Source material —
● ● ● ● ●
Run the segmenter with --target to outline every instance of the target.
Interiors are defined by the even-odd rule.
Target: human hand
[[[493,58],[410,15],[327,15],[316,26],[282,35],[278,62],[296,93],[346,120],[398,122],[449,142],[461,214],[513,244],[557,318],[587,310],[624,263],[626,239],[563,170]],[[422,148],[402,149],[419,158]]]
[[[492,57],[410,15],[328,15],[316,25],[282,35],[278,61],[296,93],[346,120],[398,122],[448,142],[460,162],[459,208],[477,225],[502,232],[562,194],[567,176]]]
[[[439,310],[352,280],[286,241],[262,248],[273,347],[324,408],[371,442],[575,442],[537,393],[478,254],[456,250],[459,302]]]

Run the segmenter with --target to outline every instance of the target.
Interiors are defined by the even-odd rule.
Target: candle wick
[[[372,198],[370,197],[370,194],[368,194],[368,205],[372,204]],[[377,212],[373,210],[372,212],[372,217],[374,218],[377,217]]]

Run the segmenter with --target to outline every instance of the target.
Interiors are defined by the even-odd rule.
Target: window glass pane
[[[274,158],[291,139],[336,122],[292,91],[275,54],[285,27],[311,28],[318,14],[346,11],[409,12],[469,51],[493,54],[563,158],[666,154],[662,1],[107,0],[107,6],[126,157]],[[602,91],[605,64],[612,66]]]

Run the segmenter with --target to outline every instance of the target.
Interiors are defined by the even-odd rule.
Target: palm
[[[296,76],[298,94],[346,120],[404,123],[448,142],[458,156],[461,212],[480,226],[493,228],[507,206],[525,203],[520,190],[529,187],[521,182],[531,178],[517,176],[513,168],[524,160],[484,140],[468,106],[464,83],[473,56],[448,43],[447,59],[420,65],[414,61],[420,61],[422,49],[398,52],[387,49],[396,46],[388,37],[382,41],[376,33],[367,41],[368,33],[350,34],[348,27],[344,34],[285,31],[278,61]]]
● ● ● ● ●
Goal of the exercise — Please format everything from the start of the items down to and including the line containing "Target: human hand" as a JSON list of strings, one string per line, with blank lines left out.

Task response —
[
  "Run the segmenter with --target to outline every instance of the target.",
  "Interiors are defined by the even-odd rule.",
  "Target: human hand"
]